Text shown:
★ ★ ★ ★ ★ ★ ★
UCLA CTSI receives $69.6-million Clinical and Translational Science Award
The National Institutes of Health has awarded $69.6 million to the UCLA Clinical and Translational Science Institute, a research partnership of UCLA, Cedars-Sinai Medical Center, Charles R. Drew University of Medicine and Science, and the Los Angeles Biomedical Research Institute.
The new five-year grant follows the consortium's initial $83.1 million Clinical and Translational Science Award in 2011, bringing the total support from NIH's National Center for Advancing Translational Sciences to more than $152.7 million.
Both grants support the continued development of the prestigious consortium, one of more than 60 such research partnerships established by the NIH to enhance biomedical research. The consortium accelerates the translation of laboratory discoveries into more effective treatments for patients; actively engages communities in clinical research; and trains future generations of researchers to work across scientific disciplines to improve health. The mission of the UCLA Clinical and Translational Science Institute (CTSI) is to bring biomedical innovations to bear on the greatest health needs of Los Angeles, the largest county in the country, and one of the most diverse.
"The NIH's generous investment is further enabling UCLA and its consortium partners to improve the health of Los Angeles in a meaningful way and to enhance the quality of life in our community," said Dr. John C. Mazziotta, vice chancellor of UCLA Health Sciences and chief executive officer of UCLA Health. "As we go forward and make continued improvements in translating research into better treatments for those diseases that cause the most disability and early deaths in Los Angeles County, our experiences and successes will provide a model for health improvement nationwide."
To date, the CTSI has supported the work of more than 1,600 investigators, including basic scientists, clinicians and population researchers. CTSI infrastructure has supported 40,000 clinical research visits in outpatient, inpatient and community settings.
CTSI-supported researchers have published more than 1,600 scientific articles and been awarded 370 pilot grants, enabling them to generate data that they leveraged into $58 million in additional outside funding.
★ ★ ★ ★ ★ ★ ★
The data:
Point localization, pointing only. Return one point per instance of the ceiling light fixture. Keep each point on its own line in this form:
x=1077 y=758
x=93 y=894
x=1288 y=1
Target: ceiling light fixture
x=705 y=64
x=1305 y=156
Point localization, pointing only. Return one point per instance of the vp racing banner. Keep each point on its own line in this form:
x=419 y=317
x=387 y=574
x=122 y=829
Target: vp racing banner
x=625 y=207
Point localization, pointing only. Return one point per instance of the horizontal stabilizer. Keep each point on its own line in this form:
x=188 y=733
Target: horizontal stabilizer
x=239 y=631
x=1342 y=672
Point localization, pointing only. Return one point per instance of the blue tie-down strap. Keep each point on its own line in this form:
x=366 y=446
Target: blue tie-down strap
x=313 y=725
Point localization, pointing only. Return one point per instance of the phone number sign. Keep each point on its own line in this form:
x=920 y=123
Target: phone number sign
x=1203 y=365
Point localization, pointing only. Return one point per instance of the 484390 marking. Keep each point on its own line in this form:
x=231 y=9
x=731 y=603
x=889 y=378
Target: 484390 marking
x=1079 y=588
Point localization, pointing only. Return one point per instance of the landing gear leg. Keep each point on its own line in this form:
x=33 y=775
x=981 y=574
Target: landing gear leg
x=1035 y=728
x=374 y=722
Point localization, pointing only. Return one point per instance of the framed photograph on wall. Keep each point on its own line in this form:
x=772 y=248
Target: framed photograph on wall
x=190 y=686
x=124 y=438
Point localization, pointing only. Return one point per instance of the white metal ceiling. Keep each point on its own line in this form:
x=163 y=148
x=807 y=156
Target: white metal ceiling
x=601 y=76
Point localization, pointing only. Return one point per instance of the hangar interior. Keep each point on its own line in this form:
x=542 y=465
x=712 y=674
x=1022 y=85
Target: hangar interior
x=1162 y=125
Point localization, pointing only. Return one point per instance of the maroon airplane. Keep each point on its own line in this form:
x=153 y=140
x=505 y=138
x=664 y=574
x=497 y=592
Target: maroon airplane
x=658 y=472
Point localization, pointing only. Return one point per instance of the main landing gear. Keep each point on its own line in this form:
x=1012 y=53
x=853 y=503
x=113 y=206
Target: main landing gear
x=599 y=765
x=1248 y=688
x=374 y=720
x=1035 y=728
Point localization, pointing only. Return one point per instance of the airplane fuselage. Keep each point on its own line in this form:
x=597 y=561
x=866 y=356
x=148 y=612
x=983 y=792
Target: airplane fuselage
★ ★ ★ ★ ★ ★ ★
Work to complete:
(A) From the grant announcement, please copy the passage that begins at the words "CTSI-supported researchers have" and stops after the words "additional outside funding.".
(B) For each statement below, say whether it agrees with the grant announcement, and quote the words from the grant announcement that settle it. (i) The new grant covers a period of five years. (ii) The consortium's initial award in 2011 was $69.6 million. (iii) CTSI-supported researchers have been awarded 370 pilot grants.

Responses to the tasks:
(A)
CTSI-supported researchers have published more than 1,600 scientific articles and been awarded 370 pilot grants, enabling them to generate data that they leveraged into $58 million in additional outside funding.

(B)
(i) Yes: "The new five-year grant"
(ii) No: "the consortium's initial $83.1 million Clinical and Translational Science Award in 2011"
(iii) Yes: "been awarded 370 pilot grants"